→ **Supplied records**
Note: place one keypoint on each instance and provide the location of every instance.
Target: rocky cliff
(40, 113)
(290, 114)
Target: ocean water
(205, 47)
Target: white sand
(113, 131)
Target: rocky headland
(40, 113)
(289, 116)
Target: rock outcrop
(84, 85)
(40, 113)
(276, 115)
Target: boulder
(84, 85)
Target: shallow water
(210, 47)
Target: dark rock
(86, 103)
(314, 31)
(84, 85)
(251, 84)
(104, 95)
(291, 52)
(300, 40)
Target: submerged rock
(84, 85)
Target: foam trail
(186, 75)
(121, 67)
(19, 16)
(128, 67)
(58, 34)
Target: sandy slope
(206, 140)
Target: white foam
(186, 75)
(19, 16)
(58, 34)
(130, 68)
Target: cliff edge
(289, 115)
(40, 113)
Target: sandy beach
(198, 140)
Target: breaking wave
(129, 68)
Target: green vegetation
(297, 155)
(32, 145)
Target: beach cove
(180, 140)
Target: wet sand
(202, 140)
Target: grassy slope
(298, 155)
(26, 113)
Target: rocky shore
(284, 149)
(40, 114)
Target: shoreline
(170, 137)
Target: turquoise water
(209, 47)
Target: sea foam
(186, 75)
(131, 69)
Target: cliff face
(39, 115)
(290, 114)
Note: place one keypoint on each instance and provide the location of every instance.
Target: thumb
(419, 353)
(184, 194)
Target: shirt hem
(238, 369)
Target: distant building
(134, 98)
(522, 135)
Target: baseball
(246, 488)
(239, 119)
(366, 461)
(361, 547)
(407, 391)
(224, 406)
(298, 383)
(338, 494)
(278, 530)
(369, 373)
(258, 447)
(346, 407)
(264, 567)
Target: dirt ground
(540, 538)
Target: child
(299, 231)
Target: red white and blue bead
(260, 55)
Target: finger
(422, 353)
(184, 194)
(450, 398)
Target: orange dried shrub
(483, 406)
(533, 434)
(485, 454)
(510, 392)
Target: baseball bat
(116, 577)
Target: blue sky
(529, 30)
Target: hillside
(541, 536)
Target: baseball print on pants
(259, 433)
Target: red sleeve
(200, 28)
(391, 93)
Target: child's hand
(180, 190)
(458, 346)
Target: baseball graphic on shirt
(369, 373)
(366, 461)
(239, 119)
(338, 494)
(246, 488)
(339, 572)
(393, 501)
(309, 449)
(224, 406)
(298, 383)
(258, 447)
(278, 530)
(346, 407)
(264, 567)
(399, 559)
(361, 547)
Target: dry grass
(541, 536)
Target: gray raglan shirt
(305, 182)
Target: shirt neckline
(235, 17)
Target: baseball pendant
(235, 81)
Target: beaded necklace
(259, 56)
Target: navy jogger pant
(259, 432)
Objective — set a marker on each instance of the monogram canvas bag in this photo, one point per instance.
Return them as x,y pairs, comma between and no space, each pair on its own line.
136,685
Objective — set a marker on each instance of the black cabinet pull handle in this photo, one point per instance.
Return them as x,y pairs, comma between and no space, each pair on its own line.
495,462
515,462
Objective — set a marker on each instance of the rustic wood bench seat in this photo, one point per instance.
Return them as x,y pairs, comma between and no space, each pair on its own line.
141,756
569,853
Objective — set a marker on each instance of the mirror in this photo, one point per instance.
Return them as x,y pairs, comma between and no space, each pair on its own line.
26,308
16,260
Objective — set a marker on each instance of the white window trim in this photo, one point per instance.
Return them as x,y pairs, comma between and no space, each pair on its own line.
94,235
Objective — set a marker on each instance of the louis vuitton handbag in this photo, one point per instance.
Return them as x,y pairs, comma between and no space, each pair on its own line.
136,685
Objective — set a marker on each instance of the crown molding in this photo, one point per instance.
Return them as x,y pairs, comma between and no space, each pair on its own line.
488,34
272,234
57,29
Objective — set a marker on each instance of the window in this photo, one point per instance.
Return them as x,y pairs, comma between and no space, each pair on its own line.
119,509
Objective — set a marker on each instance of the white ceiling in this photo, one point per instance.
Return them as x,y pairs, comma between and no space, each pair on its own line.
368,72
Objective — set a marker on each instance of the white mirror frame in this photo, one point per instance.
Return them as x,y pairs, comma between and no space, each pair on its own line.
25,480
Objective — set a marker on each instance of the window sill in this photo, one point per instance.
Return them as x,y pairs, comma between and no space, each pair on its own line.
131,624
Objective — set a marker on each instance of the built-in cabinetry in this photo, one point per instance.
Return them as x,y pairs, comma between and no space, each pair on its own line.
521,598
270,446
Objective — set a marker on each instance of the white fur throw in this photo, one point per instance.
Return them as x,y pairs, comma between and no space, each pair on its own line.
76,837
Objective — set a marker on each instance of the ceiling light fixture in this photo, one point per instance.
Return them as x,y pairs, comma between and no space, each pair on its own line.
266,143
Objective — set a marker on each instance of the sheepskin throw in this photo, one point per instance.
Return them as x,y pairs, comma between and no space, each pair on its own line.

→ **Exercise objective**
Return each line of the data above that includes the word "mirror".

→ **Response below**
Objective — set a marker on each instance of the mirror in this photo, one point per instance.
Objective — set a marker on each instance of the white mirror frame in this photo, one point per instance.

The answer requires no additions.